◆ Work instruction ◆
Write out, word for word, the part of the listing below that opens with the line containing "Target: wood floor" and closes with the line containing "Note to the class: find each instance of the cabinet drawer", keeping both of those lines and adding no others.

◆ Dataset extract ◆
-=-=-
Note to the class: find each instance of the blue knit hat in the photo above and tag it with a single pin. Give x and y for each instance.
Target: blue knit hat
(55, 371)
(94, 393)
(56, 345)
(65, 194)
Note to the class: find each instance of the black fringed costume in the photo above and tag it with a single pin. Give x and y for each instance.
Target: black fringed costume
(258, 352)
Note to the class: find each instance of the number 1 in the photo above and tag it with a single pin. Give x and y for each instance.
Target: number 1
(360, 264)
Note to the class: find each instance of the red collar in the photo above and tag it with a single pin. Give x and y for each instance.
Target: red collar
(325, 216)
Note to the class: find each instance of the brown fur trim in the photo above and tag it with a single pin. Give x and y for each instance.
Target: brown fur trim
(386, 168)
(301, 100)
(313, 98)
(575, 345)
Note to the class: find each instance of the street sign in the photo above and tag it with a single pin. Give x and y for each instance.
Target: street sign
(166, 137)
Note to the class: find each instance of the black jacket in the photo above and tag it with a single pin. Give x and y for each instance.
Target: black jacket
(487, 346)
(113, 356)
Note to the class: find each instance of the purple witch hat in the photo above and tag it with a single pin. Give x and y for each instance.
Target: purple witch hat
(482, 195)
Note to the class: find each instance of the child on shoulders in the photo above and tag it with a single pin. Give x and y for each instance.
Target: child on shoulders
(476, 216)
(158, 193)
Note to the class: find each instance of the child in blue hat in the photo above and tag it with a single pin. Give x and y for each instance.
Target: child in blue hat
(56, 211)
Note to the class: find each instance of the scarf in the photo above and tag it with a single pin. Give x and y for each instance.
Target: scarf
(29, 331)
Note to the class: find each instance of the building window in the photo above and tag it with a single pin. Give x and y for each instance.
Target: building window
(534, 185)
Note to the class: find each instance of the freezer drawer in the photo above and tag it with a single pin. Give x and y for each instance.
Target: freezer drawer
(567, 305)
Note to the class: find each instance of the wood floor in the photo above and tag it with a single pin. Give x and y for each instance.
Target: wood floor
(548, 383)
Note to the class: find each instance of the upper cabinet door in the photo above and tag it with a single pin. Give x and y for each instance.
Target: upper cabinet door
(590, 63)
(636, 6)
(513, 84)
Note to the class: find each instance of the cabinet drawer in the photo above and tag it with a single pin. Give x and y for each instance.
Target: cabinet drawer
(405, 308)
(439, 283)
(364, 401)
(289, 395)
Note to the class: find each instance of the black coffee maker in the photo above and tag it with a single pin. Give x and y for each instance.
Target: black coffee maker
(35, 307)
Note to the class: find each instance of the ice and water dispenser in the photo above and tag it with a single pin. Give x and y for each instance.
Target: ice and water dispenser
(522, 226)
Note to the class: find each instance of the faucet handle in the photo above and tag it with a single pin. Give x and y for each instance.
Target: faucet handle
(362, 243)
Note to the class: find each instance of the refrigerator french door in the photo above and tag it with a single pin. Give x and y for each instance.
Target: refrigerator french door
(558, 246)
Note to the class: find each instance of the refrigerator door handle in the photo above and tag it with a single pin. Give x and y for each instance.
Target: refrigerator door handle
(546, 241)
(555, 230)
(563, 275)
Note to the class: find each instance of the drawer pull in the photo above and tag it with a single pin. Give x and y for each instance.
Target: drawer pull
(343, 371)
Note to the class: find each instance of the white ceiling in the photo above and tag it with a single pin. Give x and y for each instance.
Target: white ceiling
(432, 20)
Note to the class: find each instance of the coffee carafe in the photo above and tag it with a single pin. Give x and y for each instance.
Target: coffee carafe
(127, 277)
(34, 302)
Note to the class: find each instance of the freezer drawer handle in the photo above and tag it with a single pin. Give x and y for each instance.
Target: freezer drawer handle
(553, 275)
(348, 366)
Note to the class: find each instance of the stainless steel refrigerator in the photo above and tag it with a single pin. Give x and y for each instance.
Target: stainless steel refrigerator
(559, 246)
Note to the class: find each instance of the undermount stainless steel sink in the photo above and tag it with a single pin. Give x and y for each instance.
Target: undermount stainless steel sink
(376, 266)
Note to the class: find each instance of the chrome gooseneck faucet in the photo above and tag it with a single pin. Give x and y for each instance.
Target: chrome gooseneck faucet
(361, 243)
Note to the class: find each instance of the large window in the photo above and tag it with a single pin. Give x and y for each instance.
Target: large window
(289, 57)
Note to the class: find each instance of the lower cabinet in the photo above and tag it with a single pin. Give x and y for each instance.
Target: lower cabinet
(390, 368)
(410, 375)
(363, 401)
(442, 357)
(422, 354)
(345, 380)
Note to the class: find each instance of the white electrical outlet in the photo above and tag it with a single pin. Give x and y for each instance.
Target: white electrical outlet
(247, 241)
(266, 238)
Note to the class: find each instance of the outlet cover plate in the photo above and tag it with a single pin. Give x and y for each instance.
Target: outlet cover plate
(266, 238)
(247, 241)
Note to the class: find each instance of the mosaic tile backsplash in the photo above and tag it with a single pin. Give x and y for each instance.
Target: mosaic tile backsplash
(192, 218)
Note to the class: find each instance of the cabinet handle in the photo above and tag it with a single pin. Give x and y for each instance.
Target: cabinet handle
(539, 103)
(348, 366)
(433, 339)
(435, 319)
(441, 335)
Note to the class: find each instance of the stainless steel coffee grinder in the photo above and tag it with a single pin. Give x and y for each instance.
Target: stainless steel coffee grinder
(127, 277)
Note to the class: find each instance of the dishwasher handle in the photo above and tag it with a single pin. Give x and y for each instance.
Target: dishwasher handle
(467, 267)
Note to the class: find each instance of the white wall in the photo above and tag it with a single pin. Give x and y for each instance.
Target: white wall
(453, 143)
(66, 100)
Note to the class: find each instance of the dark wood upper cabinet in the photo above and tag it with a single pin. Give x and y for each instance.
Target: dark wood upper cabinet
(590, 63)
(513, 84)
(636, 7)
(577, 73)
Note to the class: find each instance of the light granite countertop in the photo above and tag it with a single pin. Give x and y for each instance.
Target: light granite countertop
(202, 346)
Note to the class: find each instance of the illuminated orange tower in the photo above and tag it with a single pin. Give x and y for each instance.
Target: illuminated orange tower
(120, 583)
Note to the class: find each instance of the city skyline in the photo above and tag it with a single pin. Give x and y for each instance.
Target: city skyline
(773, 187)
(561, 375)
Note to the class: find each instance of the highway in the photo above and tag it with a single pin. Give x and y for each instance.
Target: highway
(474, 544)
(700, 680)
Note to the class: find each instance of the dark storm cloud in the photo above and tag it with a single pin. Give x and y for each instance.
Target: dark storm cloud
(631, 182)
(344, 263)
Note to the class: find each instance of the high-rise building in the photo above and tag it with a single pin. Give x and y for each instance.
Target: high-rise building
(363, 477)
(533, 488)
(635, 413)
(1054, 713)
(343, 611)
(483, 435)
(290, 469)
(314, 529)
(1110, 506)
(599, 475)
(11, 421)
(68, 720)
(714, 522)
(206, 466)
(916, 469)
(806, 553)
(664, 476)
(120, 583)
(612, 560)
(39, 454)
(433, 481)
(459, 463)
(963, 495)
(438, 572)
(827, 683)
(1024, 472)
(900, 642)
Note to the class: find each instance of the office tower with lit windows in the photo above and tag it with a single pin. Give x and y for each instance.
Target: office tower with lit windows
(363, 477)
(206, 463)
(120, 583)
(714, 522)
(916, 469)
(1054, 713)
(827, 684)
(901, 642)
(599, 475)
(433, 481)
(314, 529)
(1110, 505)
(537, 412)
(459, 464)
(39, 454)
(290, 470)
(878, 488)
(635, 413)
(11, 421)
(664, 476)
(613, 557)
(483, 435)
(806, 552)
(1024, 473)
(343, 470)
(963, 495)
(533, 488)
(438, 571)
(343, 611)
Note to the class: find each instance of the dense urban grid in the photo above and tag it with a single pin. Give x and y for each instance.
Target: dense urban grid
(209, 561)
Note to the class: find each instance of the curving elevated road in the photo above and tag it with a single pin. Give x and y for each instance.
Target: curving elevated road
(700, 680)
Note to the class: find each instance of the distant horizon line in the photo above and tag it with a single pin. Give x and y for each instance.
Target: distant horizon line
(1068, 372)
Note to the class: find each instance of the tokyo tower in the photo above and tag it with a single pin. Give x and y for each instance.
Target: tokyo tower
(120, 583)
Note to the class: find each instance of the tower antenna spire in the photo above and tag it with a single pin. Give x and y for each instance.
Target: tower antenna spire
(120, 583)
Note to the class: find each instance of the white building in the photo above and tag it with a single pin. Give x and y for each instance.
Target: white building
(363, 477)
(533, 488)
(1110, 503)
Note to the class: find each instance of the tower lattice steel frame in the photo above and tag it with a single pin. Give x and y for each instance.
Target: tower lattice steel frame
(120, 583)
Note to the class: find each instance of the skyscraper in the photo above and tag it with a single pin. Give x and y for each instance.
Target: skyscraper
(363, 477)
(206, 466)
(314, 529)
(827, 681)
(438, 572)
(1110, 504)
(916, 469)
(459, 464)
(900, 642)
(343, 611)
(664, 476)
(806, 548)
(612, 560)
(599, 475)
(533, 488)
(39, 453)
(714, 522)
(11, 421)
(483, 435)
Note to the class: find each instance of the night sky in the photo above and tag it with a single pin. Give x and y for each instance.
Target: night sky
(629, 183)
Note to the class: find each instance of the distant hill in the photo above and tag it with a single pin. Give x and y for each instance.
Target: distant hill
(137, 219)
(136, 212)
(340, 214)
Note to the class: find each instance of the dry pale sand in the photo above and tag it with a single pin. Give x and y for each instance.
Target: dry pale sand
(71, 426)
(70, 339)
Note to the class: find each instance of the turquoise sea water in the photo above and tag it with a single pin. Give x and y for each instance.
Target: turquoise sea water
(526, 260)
-=-=-
◆ Finished task ◆
Target: wood floor
(548, 383)
Note to the class: find each instance of the upper cabinet door in the photo above and tag it with a single pin. Give x and y for each instance.
Target: upper cabinet door
(590, 63)
(636, 6)
(513, 84)
Note to the class: find each instance of the cabinet drawer in the photo above and tag it with a single pin. Give x and y for each instance.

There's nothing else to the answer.